Short exercise:
Copy each line of the material below word for word, keeping every number, comma, and line break unchanged.

Entries supplied:
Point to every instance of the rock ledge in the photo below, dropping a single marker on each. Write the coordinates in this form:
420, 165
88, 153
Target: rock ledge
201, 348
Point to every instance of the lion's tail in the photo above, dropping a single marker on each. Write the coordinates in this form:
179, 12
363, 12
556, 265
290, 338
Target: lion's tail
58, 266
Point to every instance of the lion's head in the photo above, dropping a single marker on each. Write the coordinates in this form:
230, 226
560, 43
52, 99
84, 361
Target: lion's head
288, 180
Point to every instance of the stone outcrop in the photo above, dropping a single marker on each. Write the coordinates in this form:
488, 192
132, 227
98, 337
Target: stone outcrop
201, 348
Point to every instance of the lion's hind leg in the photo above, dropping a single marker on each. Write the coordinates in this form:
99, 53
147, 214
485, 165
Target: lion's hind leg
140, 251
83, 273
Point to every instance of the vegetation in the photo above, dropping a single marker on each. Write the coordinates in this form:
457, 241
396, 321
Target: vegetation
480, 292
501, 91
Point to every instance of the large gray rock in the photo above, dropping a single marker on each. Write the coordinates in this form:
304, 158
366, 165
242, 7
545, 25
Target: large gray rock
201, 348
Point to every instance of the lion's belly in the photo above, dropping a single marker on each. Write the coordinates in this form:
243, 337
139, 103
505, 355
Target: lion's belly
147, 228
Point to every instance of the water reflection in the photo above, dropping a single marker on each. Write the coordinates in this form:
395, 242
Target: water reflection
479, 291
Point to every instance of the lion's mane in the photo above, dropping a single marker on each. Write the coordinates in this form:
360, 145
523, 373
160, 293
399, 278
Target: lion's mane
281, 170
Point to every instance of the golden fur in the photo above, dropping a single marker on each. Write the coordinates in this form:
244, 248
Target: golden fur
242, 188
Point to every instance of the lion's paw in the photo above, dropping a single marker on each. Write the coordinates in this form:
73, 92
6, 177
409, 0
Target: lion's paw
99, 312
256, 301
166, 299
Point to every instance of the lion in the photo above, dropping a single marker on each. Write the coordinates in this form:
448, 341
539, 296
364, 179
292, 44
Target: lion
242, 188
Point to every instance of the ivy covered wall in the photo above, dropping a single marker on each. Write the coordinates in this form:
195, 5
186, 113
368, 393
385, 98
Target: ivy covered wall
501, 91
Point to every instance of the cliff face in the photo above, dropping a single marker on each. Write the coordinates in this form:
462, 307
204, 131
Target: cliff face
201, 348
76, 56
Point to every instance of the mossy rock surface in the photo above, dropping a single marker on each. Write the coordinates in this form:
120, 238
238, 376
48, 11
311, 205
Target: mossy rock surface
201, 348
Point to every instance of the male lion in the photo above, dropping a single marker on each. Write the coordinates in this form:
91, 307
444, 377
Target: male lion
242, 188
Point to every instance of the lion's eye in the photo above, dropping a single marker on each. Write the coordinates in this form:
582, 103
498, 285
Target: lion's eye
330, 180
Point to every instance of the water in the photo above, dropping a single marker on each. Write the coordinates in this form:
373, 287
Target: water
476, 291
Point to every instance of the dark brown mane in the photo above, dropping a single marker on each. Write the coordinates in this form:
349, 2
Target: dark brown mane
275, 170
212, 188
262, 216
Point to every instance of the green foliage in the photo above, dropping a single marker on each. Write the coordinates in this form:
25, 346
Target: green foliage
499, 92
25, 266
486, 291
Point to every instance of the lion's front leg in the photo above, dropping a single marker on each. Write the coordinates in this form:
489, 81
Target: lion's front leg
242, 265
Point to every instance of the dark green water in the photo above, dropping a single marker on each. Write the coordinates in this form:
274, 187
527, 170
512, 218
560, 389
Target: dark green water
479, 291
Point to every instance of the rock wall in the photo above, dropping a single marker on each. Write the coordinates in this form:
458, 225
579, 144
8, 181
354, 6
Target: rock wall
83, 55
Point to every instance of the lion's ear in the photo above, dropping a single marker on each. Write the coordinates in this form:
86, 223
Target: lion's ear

Task solution:
Point to every instance of the rock ledge in the photo below, dropping a single marker on each. Write the coordinates in this form:
420, 165
88, 153
Target: rock ledge
201, 348
Point to every instance of the lion's tail in the photo above, dropping a single marker on each. Write the coordinates in this form:
179, 12
363, 12
556, 265
290, 338
Target: lion's tail
58, 266
Point to every instance of the lion's head in the photo above, dropping a single marker on each. Write the coordinates in this form:
230, 226
560, 43
52, 99
84, 361
Target: lion's head
288, 180
Point to every instance of the stone outcrop in the photo above, dropping a single marker on each. Write the coordinates in this form:
488, 192
132, 227
98, 337
Target: stone outcrop
201, 348
Point to every instance of the lion's hind leg in the photo above, dropping a single marker on each. Write the coordinates in this form:
99, 53
147, 214
485, 165
Target: lion's hind leg
140, 251
83, 273
Point to every instance of the vegetation in the photo above, dropping a single marker on each. Write the coordinates in this form:
457, 241
396, 321
Target: vegetation
480, 292
501, 91
Point to every instance of the large gray rock in the photo above, dropping a single marker on each. Write the coordinates in this form:
304, 158
366, 165
242, 7
545, 25
Target: large gray rock
201, 348
Point to every instance of the lion's belly in the photo above, dropping a single marker on each. Write the coordinates in this form:
243, 337
139, 103
505, 355
Target: lion's belly
147, 228
Point to every instance of the water reflection in the photo above, dropping a single marker on each. Write the coordinates in this form:
395, 242
Target: water reflection
479, 291
Point to every instance of the lion's mane in the photo above, dropping a single marker on each. Write the coordinates in this form:
360, 145
523, 373
160, 293
399, 278
Target: lion's mane
281, 170
Point to every instance of the golden fur in the photo above, dropping a single marker on each. Write the coordinates in this form:
244, 248
Target: golden fur
242, 188
Point to every instance of the lion's paw in the photo above, dropping a single marker on each. Write the coordinates in this form:
73, 92
6, 177
409, 0
Target: lion's paw
99, 312
256, 301
166, 299
Point to every instance of the lion in the photo above, dropping a single marker on each. Write the coordinates in this form:
448, 341
539, 296
364, 179
292, 44
Target: lion
242, 188
Point to every instance of the ivy covered wall in the photo above, dropping a single marker on each. Write the coordinates in this form:
195, 5
186, 113
368, 393
385, 98
Target: ivy covered wall
501, 91
Point to every instance of the cliff face in the photo above, dropping a single marker on each. Write the coordinates in this form:
462, 307
204, 131
Target: cliff face
201, 348
76, 56
Point to every instance of the mossy rock surface in the photo above, dropping a single marker on each. Write the coordinates in this form:
120, 238
238, 376
48, 11
311, 205
Target: mossy rock surface
201, 348
Point to every instance of the male lion in the photo above, dropping a single marker on each. Write the coordinates in this form:
91, 307
444, 377
Target: male lion
242, 188
Point to every instance of the lion's eye in the photo above, dropping a single marker on each. Write the coordinates in this form:
582, 103
498, 285
Target: lion's eye
330, 180
Point to every instance of the water in the photo above, dropping a single marker on each. Write the coordinates in this form:
373, 287
Target: water
476, 291
Point to every instance of the dark brown mane in the photo above, dropping a single marker on each. Write the coordinates in this form:
349, 2
Target: dark brown mane
275, 170
212, 188
262, 216
Point to every instance of the green foliage in the photo above, dropping a single marker on each. Write the coordinates in this form:
25, 346
Target: green foliage
499, 92
25, 266
486, 291
Point to every instance of the lion's front leg in the photo above, dropping a single marker on each. Write the coordinates in this form:
489, 81
Target: lion's front leg
242, 265
Point to every instance of the dark green water in the photo above, dropping a single marker on each. Write the coordinates in this form:
274, 187
527, 170
512, 218
560, 389
Target: dark green water
479, 291
Point to every instance of the rock wall in the photo above, dropping a single marker on each. Write the coordinates in this form:
458, 225
579, 144
8, 181
354, 6
Target: rock wall
83, 55
Point to every instance of the lion's ear in the photo above, dropping a single marker on each. Write the coordinates in this form:
86, 223
Target: lion's ear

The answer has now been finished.